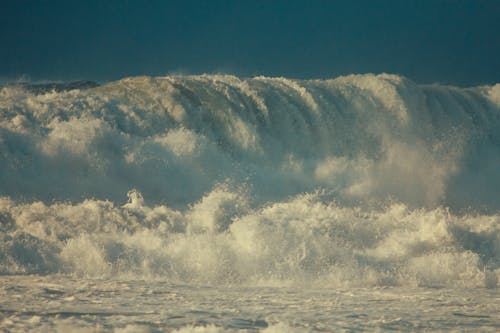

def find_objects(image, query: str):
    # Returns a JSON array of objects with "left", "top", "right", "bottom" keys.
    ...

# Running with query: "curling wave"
[{"left": 0, "top": 74, "right": 500, "bottom": 286}]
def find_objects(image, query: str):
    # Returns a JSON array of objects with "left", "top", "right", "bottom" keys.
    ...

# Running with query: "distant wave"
[{"left": 0, "top": 74, "right": 500, "bottom": 284}]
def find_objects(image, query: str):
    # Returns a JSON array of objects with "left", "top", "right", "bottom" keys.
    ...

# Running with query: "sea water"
[{"left": 0, "top": 74, "right": 500, "bottom": 332}]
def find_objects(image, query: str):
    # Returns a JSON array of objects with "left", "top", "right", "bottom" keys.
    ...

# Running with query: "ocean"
[{"left": 0, "top": 74, "right": 500, "bottom": 333}]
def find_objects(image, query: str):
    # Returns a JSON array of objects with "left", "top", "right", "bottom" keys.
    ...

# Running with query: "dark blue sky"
[{"left": 0, "top": 0, "right": 500, "bottom": 85}]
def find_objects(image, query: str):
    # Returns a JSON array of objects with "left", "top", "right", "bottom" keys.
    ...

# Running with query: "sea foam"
[{"left": 0, "top": 74, "right": 500, "bottom": 287}]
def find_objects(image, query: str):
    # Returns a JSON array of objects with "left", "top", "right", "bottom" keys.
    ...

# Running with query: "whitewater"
[{"left": 0, "top": 74, "right": 500, "bottom": 333}]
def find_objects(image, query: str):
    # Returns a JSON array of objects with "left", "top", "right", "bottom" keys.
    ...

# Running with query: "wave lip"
[{"left": 0, "top": 74, "right": 500, "bottom": 287}]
====
[Problem details]: Copy all of the rows above verbatim, omitting the picture.

[Exercise answer]:
def find_objects(image, query: str):
    # Returns a JSON array of objects with "left", "top", "right", "bottom" keys.
    ...

# Running with query: "curling wave"
[{"left": 0, "top": 74, "right": 500, "bottom": 286}]
def find_objects(image, query: str):
    # Returns a JSON array of objects with "left", "top", "right", "bottom" keys.
    ...

# Running with query: "distant wave"
[{"left": 0, "top": 74, "right": 500, "bottom": 284}]
def find_objects(image, query: str):
    # Returns a JSON array of objects with "left", "top", "right", "bottom" keys.
    ...

# Running with query: "sea water"
[{"left": 0, "top": 74, "right": 500, "bottom": 332}]
def find_objects(image, query: str):
    # Returns a JSON array of objects with "left", "top", "right", "bottom" keys.
    ...

# Running with query: "ocean"
[{"left": 0, "top": 74, "right": 500, "bottom": 333}]
def find_objects(image, query: str):
    # Returns a JSON array of objects with "left", "top", "right", "bottom" keys.
    ...

# Running with query: "dark blue sky"
[{"left": 0, "top": 0, "right": 500, "bottom": 85}]
def find_objects(image, query: str):
    # Returns a JSON array of objects with "left", "top", "right", "bottom" keys.
    ...

# Running with query: "sea foam"
[{"left": 0, "top": 74, "right": 500, "bottom": 287}]
def find_objects(image, query: str):
    # Returns a JSON array of objects with "left", "top", "right", "bottom" keys.
    ...

# Running with query: "whitewater"
[{"left": 0, "top": 74, "right": 500, "bottom": 333}]
def find_objects(image, query: str):
    # Returns a JSON array of objects with "left", "top", "right", "bottom" keys.
    ...

# Running with query: "wave lip"
[{"left": 0, "top": 74, "right": 500, "bottom": 287}]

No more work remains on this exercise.